*Фрагмент документа:*
Книга: Когда кончится нефть и другие уроки экономики
Назад: Политическая экономика
Дальше: Рост после смерти урок № 14. Смерть диктатора – хорошие новости для экономики

Трудности одиночного лидерства
урок № 13. Чем дольше вождь находится у власти, тем ниже темпы роста

Здравый смысл подсказывает, что стабильных режимов, в которых главные политические решения принимаются одним человеком, не бывает. Или, точнее, бывают, но они никак не могут обеспечить своим странам устойчивое экономическое развитие.
Дискуссия на эту тему возникла не на пустом месте. Десятки ученых бьются над тем, чтобы доказать экономические преимущества демократий перед диктатурами. Одни указывают на Эфиопию Менгисту Хайле Мариама, Кубу Фиделя Кастро, Ирак Саддама Хусейна – уже приевшиеся примеры экономических провалов. Оппоненты, которых тоже немало, предъявляют южнокорейское и мексиканское чудеса, начавшиеся задолго до появления там устойчивой демократии, напоминают про быстрый рост Индонезии в первые десятилетия при Мохаммеде Сухарто и даже записывают в свой актив успех Чили. Несмотря на то что экономический рост при социалистическом правительстве, сменившем Аугусто Пиночета, был как минимум в 2 раза выше, есть экономисты, которые считают, что этому способствовали либеральные реформы диктатора.
Оценка результатов деятельности политического режима – не такая простая задача, как может показаться на первый взгляд. Даже если показатели экономического роста были впечатляющими, вдруг страна росла бы быстрее, будь режим другим? Даже чудеса Китая и Южной Кореи приходится сравнивать с годами, бесцельно прожитыми этими странами при других диктаторах.

Успешные диктатуры

Так как же устроены те диктатуры, которые обеспечивают экономическое процветание? Тим Бесли и Масахиро Кудамацу из Лондонской школы экономики решили прояснить этот вопрос[36]. Теорию “успешной диктатуры” они построили, отталкиваясь от концепции “селектората”, а для эмпирических исследований выбрали базу данных, в которой есть и показатели уровня жизни, и потребление, и политические параметры.

*Задания:*
**a)** Согласуются ли с фрагментом о диктатурах и экономическом росте утверждения ниже? Ответьте «да» или «нет» для каждого и приведите решающие слова фрагмента дословно: (i) Тим Бесли и Масахиро Кудамацу работают в Лондонской школе экономики; (ii) при социалистическом правительстве, пришедшем после Пиночета, экономический рост был ниже, чем при диктаторе; (iii) южнокорейское чудо началось уже после установления там устойчивой демократии.
**b)** Отфильтруйте записи и выпишите каждую строку, где встречается слово «along».

*Исходные материалы:*
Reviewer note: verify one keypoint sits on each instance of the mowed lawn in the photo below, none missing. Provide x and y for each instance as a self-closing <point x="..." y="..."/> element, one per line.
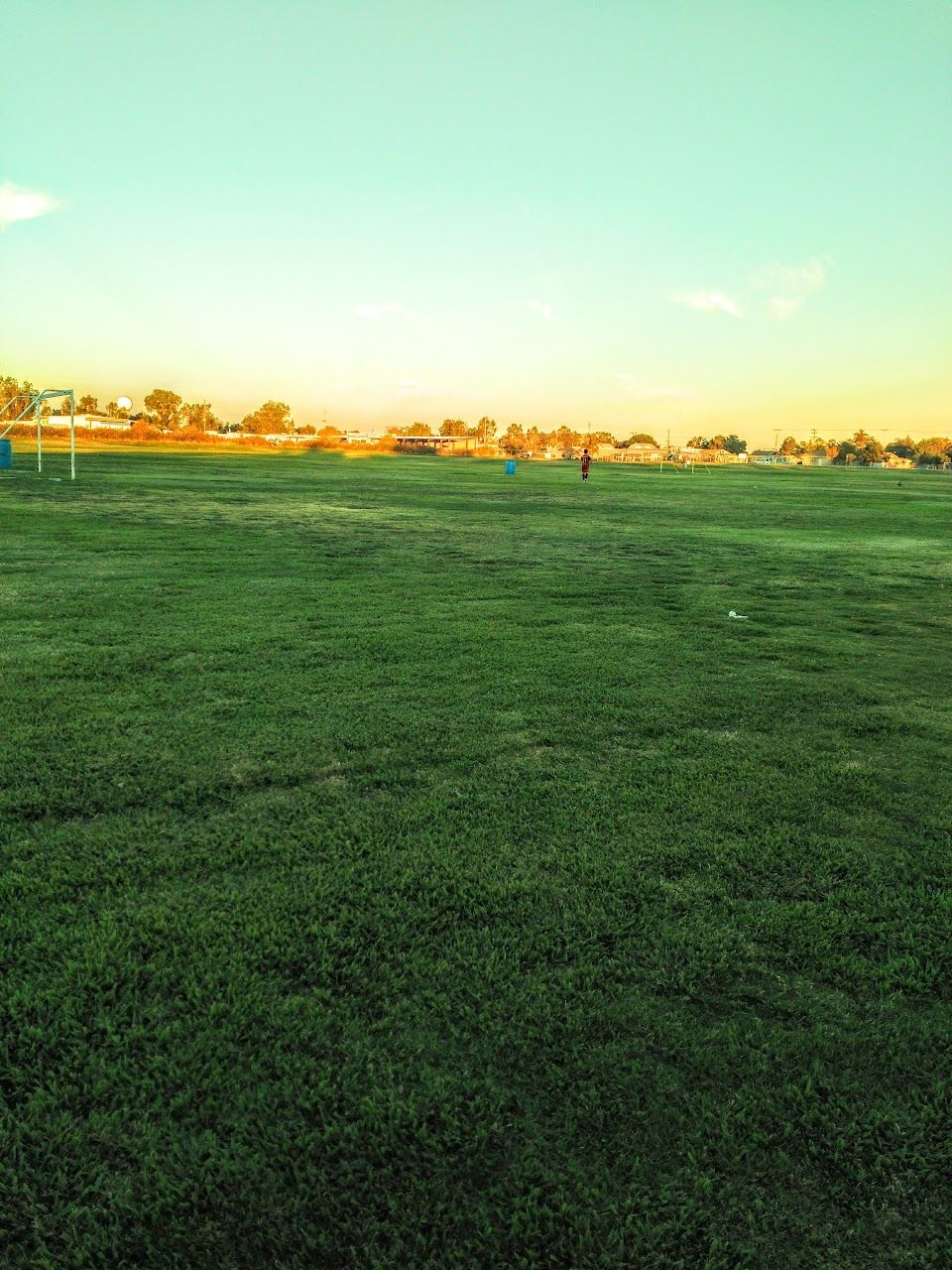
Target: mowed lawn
<point x="408" y="865"/>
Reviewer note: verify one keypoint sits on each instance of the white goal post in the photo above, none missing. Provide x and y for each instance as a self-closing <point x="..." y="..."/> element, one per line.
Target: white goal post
<point x="35" y="405"/>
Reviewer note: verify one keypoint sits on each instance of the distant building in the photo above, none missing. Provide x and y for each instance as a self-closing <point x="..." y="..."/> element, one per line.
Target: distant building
<point x="694" y="454"/>
<point x="640" y="452"/>
<point x="84" y="421"/>
<point x="896" y="460"/>
<point x="438" y="444"/>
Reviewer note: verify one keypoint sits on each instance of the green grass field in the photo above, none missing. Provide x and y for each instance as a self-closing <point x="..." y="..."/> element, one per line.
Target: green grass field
<point x="404" y="865"/>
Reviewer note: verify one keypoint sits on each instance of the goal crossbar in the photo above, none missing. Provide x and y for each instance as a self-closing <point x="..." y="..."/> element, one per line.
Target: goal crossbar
<point x="35" y="404"/>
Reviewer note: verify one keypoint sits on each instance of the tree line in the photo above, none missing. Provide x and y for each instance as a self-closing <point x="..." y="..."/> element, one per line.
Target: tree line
<point x="168" y="412"/>
<point x="865" y="448"/>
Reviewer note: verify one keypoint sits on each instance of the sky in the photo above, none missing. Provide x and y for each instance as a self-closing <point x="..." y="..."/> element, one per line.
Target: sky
<point x="675" y="216"/>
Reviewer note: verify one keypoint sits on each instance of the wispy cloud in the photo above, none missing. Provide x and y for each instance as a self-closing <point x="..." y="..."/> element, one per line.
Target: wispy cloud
<point x="647" y="393"/>
<point x="789" y="286"/>
<point x="23" y="204"/>
<point x="373" y="313"/>
<point x="546" y="310"/>
<point x="707" y="302"/>
<point x="413" y="390"/>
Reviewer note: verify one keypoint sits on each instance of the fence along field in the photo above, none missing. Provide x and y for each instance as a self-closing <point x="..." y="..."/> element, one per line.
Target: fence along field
<point x="404" y="865"/>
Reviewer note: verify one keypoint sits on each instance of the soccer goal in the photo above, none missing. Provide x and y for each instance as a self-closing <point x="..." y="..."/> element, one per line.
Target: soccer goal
<point x="35" y="405"/>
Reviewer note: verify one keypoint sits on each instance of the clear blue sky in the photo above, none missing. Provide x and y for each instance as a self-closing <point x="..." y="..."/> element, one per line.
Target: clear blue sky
<point x="693" y="216"/>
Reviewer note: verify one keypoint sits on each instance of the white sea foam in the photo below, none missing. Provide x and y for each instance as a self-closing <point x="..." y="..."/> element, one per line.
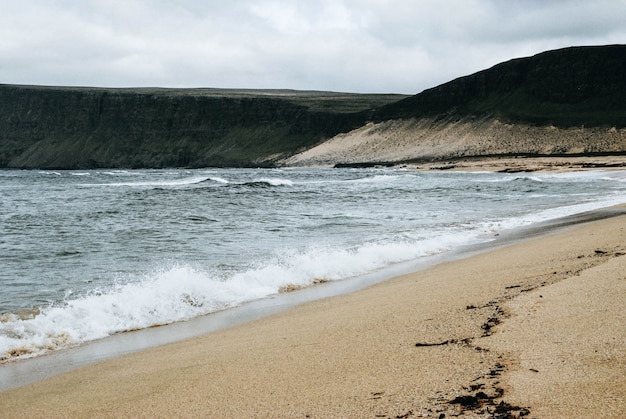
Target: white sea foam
<point x="158" y="183"/>
<point x="275" y="181"/>
<point x="343" y="227"/>
<point x="182" y="292"/>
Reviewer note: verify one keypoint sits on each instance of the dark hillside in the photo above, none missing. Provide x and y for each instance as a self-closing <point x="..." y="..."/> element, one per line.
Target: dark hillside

*Ожидаемые результаты:*
**a)**
(i) Да: «Тим Бесли и Масахиро Кудамацу из Лондонской школы экономики».
(ii) Нет: «экономический рост при социалистическом правительстве, сменившем Аугусто Пиночета, был как минимум в 2 раза выше».
(iii) Нет: «южнокорейское и мексиканское чудеса, начавшиеся задолго до появления там устойчивой демократии».

**b)**
Reviewer note: verify one keypoint sits on each instance of the fence along field in the photo above, none missing. Provide x and y for each instance as a self-closing <point x="..." y="..."/> element, one per line.
Target: fence along field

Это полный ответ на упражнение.